Exercise brief:
Quote the listing below in its entirety.

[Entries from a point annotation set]
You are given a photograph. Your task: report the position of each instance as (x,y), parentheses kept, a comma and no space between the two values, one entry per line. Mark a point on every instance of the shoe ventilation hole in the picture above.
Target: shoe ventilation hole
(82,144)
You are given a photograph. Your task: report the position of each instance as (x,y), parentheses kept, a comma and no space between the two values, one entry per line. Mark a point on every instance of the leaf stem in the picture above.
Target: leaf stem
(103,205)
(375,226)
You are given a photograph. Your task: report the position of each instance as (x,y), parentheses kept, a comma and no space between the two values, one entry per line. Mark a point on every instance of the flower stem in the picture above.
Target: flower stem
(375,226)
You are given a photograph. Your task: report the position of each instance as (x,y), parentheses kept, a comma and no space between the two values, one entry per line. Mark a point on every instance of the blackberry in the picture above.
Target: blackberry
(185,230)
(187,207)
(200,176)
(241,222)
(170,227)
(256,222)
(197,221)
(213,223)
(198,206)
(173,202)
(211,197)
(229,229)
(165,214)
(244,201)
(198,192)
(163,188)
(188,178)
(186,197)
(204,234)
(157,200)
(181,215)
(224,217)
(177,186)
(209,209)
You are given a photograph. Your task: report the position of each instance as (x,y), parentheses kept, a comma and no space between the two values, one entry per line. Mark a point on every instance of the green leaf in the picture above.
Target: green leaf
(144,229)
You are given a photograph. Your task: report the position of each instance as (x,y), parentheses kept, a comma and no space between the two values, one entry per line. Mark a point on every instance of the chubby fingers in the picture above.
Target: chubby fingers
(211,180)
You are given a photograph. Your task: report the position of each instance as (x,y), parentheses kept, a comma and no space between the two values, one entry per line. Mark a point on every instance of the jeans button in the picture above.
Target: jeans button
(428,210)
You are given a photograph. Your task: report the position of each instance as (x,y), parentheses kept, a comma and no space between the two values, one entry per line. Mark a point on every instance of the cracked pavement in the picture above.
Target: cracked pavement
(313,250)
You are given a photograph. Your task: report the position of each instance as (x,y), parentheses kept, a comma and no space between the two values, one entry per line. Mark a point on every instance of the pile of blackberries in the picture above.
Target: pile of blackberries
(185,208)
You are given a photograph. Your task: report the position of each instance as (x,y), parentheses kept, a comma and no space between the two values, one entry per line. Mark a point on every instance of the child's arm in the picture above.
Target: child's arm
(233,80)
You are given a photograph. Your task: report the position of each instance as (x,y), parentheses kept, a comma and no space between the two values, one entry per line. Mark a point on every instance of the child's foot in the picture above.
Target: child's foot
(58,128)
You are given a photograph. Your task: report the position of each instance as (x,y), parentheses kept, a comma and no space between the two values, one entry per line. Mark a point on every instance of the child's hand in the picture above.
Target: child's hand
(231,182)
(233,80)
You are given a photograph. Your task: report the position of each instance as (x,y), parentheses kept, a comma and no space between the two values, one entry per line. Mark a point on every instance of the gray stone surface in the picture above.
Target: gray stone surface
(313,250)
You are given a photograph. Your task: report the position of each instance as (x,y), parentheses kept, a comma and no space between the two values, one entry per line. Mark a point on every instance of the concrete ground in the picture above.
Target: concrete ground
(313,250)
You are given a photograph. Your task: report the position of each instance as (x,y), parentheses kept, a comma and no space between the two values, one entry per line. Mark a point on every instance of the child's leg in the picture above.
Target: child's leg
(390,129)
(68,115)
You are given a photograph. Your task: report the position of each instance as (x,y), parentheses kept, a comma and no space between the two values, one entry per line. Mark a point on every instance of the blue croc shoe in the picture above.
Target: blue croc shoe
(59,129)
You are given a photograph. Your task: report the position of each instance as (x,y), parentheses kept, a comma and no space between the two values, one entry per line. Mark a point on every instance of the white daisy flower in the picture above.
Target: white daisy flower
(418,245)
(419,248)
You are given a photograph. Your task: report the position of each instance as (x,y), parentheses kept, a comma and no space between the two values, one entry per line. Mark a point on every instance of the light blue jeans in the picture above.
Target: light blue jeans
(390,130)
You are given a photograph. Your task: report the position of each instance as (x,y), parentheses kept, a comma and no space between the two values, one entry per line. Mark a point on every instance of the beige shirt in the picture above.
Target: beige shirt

Task answer:
You are given a photograph. Your task: report the position of each instance as (x,y), parentheses kept, a comma and no space between the two values, one entry per line. Mark a point on every instance of the shoe ventilation hole in the picture above.
Target: shoe ventilation hole
(82,144)
You are given a photograph. Your task: report the position of each instance as (x,y), parentheses kept, a comma and no space between the two values, one entry per line. Mark a point on every instance of the leaf stem in the picture above.
Target: leaf stem
(103,205)
(375,226)
You are given a photograph. Your task: report the position of each instance as (x,y), parentheses kept, a comma and no space between the two values, one entry per line. Mark a point on every instance of the flower stem in the picture above.
Target: flower stem
(375,226)
You are given a photograph. Your task: report the position of each instance as (x,y), parentheses kept, a comma and no space between the two values, one entry per line. Mark a point on every instance of the blackberry in the picture above.
Target: blackberry
(185,230)
(187,207)
(200,176)
(241,222)
(170,227)
(256,222)
(197,221)
(213,223)
(198,206)
(173,202)
(211,197)
(229,229)
(165,214)
(244,201)
(198,192)
(163,188)
(188,178)
(186,197)
(204,234)
(157,200)
(181,215)
(224,217)
(177,186)
(209,209)
You are given a photograph. Your task: report the position of each instance as (x,y), parentheses kept, a comma and no space between the two values, one entry per line. Mark a point on every instance of the green leaf in the picture above.
Target: green leaf
(144,229)
You are given a photograph. Your task: report the position of each instance as (x,y), parentheses kept, a comma and no space between the two values, one entry per line. Mark a point on every instance of the chubby fingers in the picture above.
Target: chubby fingers
(211,180)
You are given a photograph. Your task: report the position of each instance as (x,y), parentheses kept, a comma and no space between the two values, one entry per line. Mark a point on every instance of the jeans button in the picture above.
Target: jeans button
(428,210)
You are given a photograph. Your task: report the position of each instance as (x,y), parentheses kept, a comma and no space between the two values, one entry per line. Mark a point on every instance of the cracked pavement in the picture above.
Target: cracked pavement
(313,250)
You are given a photograph. Your task: report the position of each instance as (x,y), parentheses kept, a comma and no space between the two values, one entry per line. Mark a point on every instance of the pile of blackberries in the picture above.
Target: pile of blackberries
(185,208)
You are given a photograph. Your task: report the position of each instance as (x,y), parentheses kept, a comma and no space between the two values, one entry per line. Mark a point on every instance of the child's arm in the picture above.
Target: child's arm
(233,80)
You are given a photograph. Your task: report the position of each instance as (x,y), parentheses kept, a comma and no space between the two values, one entry per line. Mark a point on every instance of the child's foot in the picture above.
Target: child's foot
(58,128)
You are given a photograph. Your task: report the position of each instance as (x,y), parentheses kept, a comma and no space between the two values, one entry per line. Mark a point on every instance of the child's hand in the picture above.
Target: child's hand
(231,182)
(233,80)
You are given a photograph. Your task: report the position of each instance as (x,y), parentheses kept, a comma and no space between the two values, one entry per line. Mark a point on every instance of the gray stone surface in the picture above.
Target: gray stone surface
(313,250)
You are given a photograph. Your task: report the position of each instance as (x,y), parentheses kept, a comma and no space between the two values, one entry per line. Mark a point on every instance of the concrete ground in the picture above.
Target: concrete ground
(313,250)
You are given a photograph. Your task: report the position of each instance as (x,y), parentheses kept, a comma and no space between the two values, one entry per line. Mark a point on every instance of the child's leg in the picture above.
Target: child's leg
(390,129)
(68,115)
You are given a photograph. Your task: report the position of each instance as (x,y), parentheses kept, a comma and no space between the two values, one entry per line. Mark a point on every instance of the blue croc shoe in the picture above.
Target: blue croc shoe
(59,129)
You are given a photograph. Your task: report the position of each instance as (x,y), parentheses kept, a comma and no space between the two values, one entry per line. Mark a point on every instance of the white daisy flower in the picture above.
Target: white daisy flower
(418,245)
(419,248)
You are given a photograph. Your task: report the position of each instance as (x,y), parentheses kept, a comma and no space between the two values, one entry per line. Mark a point on every instance of the light blue jeans in the picture above.
Target: light blue jeans
(390,130)
You are given a photograph. Your task: report the position of each instance as (x,y), parentheses kept, a comma and no space between the two values, one entry per line. Mark a point on every instance of the beige shirt in the picture above.
Target: beige shirt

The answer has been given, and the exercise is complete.